_Source document_
==================================================
Spot on. Although in this case it’s not entirely electric – this 330e is a plug-in hybrid. It’s a combination of four-cylinder petrol and a 112bhp electric motor sending a maximum of 288bhp to the rear wheels. The battery is now 12kwh (up from 9kW in the last one), for an electric-only range of 35 miles. BMW is predicting this should be among the biggest sellers in the UK.

288bhp? That sounds reasonably meaty.

It is. And it’s good for 0-62mph in 5.9 seconds and a top speed of 143mph. That acceleration figure is a useful 1.7 seconds faster to 62mph than the 320i, so it’s not to be sniffed at.

However, the reason that we said ‘maximum’ up top is that the 288bhp figure is courtesy of XtraBoost mode. This is a setting within Sport (press the button next to the gearstick twice and you’ll bring it up) that uses the full whack of both petrol engine and electric motor for maximum attack. Once the juice is gone, you’ll be back down to 252bhp.


Sorry. It’s also not the smoothest four-cylinder in Sport, so you’ll want to drop it back out of that mode once you’ve done your hooning. Admittedly, it’s better up high in the rev range, but in the mid section it sounds a bit lumpen and not all that sophisticated. It’s a pity, and a marked contrast from how smooth it is in the other modes (‘Hybrid’ and ‘Electric’).

What are those like?
==================================================
_Records shown_
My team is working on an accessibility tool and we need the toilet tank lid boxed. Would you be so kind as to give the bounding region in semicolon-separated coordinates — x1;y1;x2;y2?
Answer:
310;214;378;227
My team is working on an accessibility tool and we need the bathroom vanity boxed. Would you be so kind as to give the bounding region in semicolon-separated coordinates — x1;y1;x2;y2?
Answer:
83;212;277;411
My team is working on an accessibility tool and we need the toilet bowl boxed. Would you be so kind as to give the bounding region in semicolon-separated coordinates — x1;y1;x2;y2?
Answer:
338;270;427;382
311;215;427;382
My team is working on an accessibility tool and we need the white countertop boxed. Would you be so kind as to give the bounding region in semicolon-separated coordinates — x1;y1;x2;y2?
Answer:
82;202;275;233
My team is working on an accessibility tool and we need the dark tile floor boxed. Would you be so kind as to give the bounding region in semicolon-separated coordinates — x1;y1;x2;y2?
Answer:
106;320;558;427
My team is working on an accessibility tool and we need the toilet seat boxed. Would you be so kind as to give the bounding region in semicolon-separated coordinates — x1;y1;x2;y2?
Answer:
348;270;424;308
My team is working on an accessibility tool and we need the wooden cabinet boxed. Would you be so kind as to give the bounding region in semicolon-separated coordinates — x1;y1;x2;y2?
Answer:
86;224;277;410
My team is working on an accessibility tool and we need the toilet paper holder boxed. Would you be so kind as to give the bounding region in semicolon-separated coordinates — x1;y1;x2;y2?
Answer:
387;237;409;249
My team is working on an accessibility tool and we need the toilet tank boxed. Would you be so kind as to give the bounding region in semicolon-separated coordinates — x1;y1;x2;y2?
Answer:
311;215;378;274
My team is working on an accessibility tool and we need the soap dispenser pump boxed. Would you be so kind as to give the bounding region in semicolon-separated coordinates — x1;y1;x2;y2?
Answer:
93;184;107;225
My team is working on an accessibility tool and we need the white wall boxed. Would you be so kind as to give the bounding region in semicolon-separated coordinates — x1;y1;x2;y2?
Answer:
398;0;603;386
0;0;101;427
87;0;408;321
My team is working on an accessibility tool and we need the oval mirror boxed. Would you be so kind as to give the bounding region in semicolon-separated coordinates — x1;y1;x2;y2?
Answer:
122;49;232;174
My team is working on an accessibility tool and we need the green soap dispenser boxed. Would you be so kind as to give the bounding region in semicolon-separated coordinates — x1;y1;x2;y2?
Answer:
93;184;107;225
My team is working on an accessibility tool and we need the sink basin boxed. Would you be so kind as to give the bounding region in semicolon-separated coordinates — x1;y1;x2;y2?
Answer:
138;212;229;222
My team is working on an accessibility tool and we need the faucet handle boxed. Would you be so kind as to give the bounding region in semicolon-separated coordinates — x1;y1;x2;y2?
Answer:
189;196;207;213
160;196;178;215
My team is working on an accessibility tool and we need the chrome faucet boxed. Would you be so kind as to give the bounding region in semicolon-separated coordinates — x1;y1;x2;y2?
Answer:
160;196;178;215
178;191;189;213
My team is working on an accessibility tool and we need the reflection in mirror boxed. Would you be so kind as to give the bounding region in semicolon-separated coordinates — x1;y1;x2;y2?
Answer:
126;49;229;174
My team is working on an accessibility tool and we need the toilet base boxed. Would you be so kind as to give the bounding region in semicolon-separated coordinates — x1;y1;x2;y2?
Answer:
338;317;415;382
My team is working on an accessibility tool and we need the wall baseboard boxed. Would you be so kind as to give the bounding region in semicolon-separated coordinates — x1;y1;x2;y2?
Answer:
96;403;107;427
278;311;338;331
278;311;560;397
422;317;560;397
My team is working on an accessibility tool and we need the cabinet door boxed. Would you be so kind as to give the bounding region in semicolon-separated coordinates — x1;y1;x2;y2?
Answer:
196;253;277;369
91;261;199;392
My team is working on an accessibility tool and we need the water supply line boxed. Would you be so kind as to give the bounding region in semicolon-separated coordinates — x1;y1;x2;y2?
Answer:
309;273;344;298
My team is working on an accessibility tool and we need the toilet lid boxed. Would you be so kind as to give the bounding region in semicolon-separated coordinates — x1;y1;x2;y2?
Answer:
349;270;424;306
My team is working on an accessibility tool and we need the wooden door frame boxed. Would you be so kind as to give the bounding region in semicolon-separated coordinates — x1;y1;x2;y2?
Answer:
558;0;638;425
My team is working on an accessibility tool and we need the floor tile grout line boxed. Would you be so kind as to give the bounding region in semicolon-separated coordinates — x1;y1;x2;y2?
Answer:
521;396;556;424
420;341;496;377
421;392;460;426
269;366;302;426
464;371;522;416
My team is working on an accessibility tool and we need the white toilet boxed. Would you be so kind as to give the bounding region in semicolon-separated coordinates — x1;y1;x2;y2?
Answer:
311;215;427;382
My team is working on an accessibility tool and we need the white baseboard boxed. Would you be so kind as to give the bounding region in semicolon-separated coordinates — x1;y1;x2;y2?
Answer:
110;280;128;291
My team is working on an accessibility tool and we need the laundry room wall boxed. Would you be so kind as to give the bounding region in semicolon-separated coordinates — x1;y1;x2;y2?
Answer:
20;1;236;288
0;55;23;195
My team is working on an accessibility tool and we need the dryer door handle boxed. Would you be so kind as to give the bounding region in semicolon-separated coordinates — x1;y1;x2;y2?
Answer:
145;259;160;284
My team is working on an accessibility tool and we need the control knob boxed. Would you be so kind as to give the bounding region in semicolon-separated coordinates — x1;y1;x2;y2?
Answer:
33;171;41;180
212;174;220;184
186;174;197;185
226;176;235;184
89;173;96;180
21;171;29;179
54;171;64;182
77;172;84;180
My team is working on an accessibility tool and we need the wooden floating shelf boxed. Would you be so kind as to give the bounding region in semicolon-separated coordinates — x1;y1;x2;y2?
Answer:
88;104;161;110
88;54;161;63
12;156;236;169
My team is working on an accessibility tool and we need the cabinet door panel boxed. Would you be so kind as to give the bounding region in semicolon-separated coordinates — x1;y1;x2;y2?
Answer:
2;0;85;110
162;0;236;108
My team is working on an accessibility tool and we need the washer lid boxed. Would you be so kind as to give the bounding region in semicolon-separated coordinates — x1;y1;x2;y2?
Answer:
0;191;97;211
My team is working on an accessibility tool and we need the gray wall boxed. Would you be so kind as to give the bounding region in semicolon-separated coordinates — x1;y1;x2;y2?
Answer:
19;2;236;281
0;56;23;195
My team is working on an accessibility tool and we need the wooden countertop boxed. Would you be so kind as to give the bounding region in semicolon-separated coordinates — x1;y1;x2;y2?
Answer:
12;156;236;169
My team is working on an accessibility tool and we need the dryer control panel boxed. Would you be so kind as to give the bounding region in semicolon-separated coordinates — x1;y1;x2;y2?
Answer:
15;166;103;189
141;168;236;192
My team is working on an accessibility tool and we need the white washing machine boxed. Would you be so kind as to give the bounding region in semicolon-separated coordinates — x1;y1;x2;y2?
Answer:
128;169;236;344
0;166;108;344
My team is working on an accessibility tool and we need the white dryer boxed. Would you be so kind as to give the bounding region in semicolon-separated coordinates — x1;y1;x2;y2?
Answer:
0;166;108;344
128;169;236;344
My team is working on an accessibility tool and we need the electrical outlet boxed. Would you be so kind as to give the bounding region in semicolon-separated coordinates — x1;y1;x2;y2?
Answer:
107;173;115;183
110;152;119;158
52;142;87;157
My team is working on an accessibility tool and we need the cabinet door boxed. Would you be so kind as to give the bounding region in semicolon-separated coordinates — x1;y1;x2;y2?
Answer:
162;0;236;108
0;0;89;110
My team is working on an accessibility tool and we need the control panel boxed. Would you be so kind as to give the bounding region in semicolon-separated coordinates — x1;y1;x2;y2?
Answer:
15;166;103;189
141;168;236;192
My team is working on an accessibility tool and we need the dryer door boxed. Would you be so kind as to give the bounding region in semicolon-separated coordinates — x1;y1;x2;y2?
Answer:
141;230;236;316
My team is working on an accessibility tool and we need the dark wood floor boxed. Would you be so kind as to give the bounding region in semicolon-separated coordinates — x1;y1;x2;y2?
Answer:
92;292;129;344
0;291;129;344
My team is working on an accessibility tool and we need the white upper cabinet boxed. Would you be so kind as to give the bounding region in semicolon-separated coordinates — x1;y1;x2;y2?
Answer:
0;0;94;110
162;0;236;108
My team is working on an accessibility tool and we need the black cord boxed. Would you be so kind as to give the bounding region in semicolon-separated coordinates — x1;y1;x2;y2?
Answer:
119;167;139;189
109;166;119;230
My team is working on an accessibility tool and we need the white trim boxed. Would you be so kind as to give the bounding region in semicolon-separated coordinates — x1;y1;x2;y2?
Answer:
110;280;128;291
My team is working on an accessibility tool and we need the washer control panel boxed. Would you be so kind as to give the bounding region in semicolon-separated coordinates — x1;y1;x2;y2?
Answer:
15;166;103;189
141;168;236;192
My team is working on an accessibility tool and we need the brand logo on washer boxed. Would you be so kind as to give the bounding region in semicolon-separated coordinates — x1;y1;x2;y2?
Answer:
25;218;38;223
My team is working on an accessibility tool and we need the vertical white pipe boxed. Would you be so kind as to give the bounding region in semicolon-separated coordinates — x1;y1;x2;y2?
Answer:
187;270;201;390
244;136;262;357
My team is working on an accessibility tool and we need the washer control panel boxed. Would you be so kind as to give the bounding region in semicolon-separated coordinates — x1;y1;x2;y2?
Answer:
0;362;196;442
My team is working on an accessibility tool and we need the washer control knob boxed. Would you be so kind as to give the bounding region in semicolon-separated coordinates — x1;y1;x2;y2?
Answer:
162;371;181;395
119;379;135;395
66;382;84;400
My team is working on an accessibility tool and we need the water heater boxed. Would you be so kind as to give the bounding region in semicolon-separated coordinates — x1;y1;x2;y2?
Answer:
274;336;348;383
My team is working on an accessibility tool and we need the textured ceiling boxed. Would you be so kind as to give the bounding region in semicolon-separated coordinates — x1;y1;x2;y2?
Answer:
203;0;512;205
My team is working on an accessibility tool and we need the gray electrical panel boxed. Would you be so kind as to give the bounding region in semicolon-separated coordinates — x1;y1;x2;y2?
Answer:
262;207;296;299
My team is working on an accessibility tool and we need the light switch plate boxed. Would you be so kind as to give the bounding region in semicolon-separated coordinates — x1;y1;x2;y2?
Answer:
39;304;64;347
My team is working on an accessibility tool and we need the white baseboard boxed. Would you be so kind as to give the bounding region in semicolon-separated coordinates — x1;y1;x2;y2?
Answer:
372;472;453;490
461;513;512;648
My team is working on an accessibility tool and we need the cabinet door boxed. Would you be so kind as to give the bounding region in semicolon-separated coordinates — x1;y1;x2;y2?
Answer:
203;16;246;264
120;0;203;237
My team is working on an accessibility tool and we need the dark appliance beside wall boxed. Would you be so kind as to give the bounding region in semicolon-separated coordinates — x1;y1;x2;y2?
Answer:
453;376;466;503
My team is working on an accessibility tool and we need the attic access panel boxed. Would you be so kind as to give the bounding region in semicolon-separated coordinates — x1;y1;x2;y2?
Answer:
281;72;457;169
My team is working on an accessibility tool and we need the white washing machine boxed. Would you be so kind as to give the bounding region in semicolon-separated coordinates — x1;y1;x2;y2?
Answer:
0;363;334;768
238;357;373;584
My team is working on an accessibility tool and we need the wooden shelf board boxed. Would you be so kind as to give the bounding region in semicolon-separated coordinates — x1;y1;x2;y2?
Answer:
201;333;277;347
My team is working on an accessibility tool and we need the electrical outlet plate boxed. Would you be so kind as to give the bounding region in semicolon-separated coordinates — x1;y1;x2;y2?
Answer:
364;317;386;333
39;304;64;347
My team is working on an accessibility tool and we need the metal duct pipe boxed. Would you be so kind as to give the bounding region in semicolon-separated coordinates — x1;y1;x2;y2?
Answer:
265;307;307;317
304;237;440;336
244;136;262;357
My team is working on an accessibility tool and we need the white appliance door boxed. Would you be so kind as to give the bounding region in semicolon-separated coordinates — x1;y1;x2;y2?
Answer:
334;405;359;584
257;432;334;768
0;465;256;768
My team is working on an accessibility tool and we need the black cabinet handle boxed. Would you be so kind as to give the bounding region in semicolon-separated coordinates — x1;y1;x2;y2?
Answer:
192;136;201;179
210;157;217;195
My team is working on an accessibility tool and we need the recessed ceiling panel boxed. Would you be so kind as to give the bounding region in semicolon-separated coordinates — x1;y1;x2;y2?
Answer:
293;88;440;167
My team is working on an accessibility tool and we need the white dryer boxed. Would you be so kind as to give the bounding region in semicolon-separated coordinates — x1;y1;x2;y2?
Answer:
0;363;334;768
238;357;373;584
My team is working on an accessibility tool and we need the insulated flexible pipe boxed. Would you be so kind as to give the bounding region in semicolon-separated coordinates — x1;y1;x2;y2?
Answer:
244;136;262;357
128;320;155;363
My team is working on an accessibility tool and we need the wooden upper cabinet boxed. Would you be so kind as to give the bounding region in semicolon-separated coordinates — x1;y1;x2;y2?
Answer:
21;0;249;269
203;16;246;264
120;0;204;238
==================================================
_Exercise 1_
Reproduce the passage of the BMW 330e review from "Spot on. Although" to "sellers in the UK.".
_Exercise 2_
Answer the following questions using the BMW 330e review:
(a) What is the capacity of the car's battery?
(b) How long does the car take to reach 62mph from rest?
(c) To what power output does the car fall once the XtraBoost charge is used up?
_Exercise 3_
Continue the BMW 330e review, beginning immediately after the question "What are those like?"

_Written answer 1_
Spot on. Although in this case it’s not entirely electric – this 330e is a plug-in hybrid. It’s a combination of four-cylinder petrol and a 112bhp electric motor sending a maximum of 288bhp to the rear wheels. The battery is now 12kwh (up from 9kW in the last one), for an electric-only range of 35 miles. BMW is predicting this should be among the biggest sellers in the UK.

_Written answer 2_
(a) 12kWh
(b) 5.9 seconds
(c) 252bhp

_Written answer 3_
Largely effortless. As any marketing wonk worth their salt will tell you, an electric range of 35 miles is more than most people’s commute. So if you’ve got a charger at home and work, and restrict your evening soirées to a bare minimum, you should manage to function on electric only for a significant chunk of your annual mileage. Even if you have to dip into the petrol, the 330e should still average about 50-60mpg in the real world. But, as ever with these things, that’s massively variable, and efficiency tumbles when the petrol is engaged. The claimed figure of 176.6mpg? Fake News.

It’s only got 113bhp in the electric mode, but it feels punchier than that and has enough oomph to keep up with most traffic. Running the gauntlet down a slip road will need a shove from the petrol engine, but otherwise you’ll easily survive on electrons only.

Or, just go with the standard configuration of Hybrid and let the car figure it all out for you. There’s a new Anticipatory Hybrid Drive that uses the nav to work out which mode should be used when, and the car is mostly an easy thing to live with.


The ride is not the gentlest. On the plus side, it definitely feels alive and like the sort of sports saloon we’d want BMW to be building, but the contrast between the smoothness of the powertrain and the firmness of the suspension is pretty marked.

So embrace it. Spec the Adaptive M Sport suspension. We couldn’t test it on the cars on the launch and it’s not cheap (£2,200), but if you’re getting an M Sport version of the 330e, as most people do, it should give it extra bite and make it more engaging.

Anything else to know?

There’s no DC charging because the battery’s not big enough to justify it, but a full charge should take under four hours on a 3.7kW AC supply.

Would you buy one?

Overall, it’s a neat addition to the range and feels less like an after-thought than some rival PHEV versions of regular models. Ultimately, buying one will come down to your sort of commute. A short one on smooth roads? The 330e would be a good choice.

What do you think?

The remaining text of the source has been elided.